** Opening EXTRACT block **
The contact begun in March 1859 flowered then and during August of that year into an intense mutual absorption. Emily even showed Kate the poetry of which her own family still knew nothing. This flowering included some demonstrativeness, apparently Emily’s first congenial experience of caresses, and therefore an electrifying revelation. In March 1860, during Kate’s third visit to Sue, Emily’s sister Lavinia was absent from home, and the two young women spent a night together. This experience enlightened Emily as to at least the nature of passion (a lesson of which many Victorian spinsters died ignorant), but to Kate’s desire for complete intimacy, Emily reacted with shock and withdrawal. Kate knew herself well enough to be aware that she could not continue a close association on Emily’s puritanic terms, and she avoided visiting Sue again for more than a year, though for a time she continued to correspond with Emily. The latter was too inexperienced to understand quite what had happened, and for six months she continued to be—as she had been since first meeting Kate—happier and more out-going in her personal relationships and correspondence than ever before or after.
** Closing EXTRACT block **
Carry on the account of Emily and Kate, picking up right after its last sentence. The data that comes next has no connection to the account of Emily and Kate.
** Opening RECORDED DATA block **
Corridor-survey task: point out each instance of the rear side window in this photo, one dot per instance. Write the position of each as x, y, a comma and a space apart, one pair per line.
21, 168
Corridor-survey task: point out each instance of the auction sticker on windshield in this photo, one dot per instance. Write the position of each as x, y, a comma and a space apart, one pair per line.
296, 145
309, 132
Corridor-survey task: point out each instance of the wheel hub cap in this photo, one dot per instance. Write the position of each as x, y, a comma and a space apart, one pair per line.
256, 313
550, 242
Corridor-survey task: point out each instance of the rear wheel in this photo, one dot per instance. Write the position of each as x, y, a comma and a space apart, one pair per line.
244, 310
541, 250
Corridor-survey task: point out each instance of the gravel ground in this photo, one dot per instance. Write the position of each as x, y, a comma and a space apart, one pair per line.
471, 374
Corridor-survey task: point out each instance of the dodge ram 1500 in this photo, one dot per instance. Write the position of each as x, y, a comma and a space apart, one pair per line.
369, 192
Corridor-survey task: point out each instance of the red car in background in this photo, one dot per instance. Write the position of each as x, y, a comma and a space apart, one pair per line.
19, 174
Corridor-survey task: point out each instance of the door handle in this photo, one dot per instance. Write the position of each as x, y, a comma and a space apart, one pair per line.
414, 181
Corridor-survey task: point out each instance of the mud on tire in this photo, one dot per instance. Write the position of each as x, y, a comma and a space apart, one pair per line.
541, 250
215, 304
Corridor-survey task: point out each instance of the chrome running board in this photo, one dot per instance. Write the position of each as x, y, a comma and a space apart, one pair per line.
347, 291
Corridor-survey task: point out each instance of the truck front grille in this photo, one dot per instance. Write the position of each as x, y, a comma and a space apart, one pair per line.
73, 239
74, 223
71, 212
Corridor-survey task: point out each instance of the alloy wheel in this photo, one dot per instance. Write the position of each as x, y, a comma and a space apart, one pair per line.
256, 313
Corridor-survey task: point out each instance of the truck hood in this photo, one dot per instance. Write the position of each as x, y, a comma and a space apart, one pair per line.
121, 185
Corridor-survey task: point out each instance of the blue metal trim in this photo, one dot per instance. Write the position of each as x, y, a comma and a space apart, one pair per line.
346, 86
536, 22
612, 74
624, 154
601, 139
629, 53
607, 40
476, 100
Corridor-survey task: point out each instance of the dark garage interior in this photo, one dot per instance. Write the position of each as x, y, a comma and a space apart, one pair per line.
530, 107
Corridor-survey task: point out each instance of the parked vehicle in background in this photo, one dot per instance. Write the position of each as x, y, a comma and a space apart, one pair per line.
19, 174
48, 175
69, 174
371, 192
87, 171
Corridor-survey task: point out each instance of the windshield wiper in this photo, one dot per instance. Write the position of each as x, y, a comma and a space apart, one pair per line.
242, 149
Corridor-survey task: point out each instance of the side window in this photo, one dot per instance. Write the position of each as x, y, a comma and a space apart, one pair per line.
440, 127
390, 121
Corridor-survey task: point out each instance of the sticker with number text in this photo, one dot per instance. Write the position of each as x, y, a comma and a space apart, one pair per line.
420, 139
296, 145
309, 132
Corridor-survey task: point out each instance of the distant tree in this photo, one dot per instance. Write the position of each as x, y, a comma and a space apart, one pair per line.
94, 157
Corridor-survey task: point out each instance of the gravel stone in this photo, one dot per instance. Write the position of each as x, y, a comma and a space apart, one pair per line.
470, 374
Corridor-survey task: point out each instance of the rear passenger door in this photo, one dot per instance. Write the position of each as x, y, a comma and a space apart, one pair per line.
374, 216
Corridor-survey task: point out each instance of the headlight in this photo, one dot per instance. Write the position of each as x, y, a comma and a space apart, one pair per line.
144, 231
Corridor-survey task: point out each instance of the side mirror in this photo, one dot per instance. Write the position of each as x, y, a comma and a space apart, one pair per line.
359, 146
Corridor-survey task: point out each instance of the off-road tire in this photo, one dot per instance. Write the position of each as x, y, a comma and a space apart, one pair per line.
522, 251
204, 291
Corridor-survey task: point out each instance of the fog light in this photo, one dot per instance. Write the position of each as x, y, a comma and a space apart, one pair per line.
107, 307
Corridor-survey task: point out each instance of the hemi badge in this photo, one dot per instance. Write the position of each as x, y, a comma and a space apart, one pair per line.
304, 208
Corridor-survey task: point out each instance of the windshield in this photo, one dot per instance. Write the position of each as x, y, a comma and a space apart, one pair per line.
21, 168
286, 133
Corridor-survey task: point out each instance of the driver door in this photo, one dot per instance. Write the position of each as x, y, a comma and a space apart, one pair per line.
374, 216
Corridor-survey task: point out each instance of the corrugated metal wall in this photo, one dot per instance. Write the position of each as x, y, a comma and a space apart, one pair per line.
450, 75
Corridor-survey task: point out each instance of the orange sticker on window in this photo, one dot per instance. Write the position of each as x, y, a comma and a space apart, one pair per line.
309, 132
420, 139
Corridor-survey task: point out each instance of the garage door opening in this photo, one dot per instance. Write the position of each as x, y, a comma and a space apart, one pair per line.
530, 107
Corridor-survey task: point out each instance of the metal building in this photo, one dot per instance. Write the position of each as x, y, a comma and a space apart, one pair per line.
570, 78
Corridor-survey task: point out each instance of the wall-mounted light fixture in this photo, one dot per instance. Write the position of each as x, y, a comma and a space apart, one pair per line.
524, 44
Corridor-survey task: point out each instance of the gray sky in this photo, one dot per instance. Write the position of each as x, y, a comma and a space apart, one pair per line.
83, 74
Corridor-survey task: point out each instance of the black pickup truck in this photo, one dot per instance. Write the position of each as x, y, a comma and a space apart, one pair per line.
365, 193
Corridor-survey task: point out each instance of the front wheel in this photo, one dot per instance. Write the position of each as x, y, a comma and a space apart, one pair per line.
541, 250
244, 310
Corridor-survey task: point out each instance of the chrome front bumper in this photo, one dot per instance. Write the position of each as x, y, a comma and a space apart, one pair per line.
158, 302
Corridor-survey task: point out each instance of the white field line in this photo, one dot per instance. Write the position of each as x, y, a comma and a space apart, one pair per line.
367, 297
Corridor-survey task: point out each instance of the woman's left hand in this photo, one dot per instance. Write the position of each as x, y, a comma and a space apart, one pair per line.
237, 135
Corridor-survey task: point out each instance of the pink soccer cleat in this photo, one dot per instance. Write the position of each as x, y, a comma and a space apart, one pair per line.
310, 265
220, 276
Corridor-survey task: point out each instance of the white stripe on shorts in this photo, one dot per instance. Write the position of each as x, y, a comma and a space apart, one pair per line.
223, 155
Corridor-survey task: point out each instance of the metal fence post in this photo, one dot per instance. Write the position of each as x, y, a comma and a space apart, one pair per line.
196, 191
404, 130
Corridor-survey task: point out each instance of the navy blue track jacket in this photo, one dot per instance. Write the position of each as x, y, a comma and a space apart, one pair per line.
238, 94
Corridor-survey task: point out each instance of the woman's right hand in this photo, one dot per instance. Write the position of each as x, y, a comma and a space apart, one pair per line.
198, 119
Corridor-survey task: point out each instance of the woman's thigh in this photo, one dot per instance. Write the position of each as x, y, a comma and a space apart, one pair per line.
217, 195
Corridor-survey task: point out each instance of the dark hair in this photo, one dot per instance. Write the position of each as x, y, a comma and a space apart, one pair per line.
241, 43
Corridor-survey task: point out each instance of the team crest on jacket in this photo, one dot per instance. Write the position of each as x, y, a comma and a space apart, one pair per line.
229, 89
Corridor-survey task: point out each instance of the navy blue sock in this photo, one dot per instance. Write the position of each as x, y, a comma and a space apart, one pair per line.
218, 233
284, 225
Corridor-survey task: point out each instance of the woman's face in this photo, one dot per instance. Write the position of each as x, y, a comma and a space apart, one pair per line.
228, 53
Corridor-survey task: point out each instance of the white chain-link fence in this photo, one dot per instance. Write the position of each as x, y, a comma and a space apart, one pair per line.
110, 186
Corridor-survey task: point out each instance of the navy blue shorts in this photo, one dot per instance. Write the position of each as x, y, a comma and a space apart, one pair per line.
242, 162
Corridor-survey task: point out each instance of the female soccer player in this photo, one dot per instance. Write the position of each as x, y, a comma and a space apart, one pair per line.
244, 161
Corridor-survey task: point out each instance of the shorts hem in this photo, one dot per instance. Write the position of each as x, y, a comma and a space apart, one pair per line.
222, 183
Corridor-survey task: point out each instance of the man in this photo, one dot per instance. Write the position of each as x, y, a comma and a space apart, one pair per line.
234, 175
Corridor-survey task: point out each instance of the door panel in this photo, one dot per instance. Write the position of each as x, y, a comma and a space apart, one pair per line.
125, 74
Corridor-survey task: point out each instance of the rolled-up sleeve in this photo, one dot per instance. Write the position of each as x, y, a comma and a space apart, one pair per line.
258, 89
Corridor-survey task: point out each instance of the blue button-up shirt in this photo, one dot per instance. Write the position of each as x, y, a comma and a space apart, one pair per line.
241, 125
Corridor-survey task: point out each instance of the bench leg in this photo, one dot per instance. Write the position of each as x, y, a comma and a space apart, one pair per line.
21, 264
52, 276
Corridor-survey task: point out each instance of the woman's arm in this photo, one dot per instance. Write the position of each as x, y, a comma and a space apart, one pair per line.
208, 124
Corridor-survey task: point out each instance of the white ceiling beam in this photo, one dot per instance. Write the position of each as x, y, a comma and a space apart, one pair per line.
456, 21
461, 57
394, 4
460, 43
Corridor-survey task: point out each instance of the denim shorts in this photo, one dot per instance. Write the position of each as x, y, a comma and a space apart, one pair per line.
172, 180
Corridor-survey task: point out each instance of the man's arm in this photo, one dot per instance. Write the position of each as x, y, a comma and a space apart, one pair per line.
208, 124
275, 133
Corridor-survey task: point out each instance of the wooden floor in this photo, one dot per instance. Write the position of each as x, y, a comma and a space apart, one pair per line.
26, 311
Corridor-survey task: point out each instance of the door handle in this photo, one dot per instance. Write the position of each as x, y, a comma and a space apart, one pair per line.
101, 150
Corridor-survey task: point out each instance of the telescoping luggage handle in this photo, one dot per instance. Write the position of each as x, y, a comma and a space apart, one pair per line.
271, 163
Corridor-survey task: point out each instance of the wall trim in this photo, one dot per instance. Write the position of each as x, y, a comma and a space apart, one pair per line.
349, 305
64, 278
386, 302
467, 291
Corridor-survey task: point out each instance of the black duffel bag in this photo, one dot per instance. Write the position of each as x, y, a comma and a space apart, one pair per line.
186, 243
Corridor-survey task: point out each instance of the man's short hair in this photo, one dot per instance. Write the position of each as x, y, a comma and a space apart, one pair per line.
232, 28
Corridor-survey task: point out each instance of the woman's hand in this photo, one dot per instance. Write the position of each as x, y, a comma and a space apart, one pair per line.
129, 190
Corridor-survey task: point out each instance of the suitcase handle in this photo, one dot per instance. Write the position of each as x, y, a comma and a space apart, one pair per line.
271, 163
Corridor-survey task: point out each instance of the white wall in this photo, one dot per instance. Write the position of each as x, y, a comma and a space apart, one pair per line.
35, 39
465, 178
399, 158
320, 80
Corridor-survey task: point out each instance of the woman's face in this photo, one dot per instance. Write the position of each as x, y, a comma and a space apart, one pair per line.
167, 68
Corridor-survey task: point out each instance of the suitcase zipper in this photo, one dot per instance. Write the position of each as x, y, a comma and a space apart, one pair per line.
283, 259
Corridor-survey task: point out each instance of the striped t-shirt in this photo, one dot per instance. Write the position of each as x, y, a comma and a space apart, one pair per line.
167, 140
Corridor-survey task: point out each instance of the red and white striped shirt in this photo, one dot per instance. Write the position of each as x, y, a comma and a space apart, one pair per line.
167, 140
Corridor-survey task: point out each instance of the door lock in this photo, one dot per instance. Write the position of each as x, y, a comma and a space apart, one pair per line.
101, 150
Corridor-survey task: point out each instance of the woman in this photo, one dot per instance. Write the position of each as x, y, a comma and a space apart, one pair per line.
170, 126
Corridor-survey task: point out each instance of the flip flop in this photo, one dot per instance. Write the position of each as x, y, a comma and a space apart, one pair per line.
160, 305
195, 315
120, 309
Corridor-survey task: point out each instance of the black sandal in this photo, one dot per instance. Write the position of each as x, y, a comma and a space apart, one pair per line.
** Closing RECORDED DATA block **
WRITTEN RESPONSE ::
Then, at the beginning of 1861, Kate ceased to reply to Emily’s letters, of which only three have been published and probably few more survived. Kate was not silent from indifference; Mrs. Patterson assembles sound evidence that she too suffered bitterly. But she was apparently convinced that their relation had reached an impasse, and by April 1861 Emily’s pain and veiled reproach so troubled her that she wrote terminating their connection. This month marked the beginning of Emily’s withdrawal from social contacts. She refused particularly to see anyone who might mention Kate’s name, for fear of her own reaction if she heard it spoken. Meanwhile, Kate had turned for comfort to her friend, Gertrude Vanderbilt, wife of a New York judge and some six years her senior, on whom she evidently could depend for complete understanding. Mrs. Vanderbilt seems to have offered sane advice—which may even have preceded Kate’s final letter to Emily—and some religious consolation. When in the fall of 1861 Kate felt constrained to visit Sue Dickinson, knowing that to sever the connection without reason would arouse awkward conjecture, she played safe by bringing Mrs. Vanderbilt with her. To the still uncomprehending Emily, this effective preclusion of private interviews was a bitter final blow.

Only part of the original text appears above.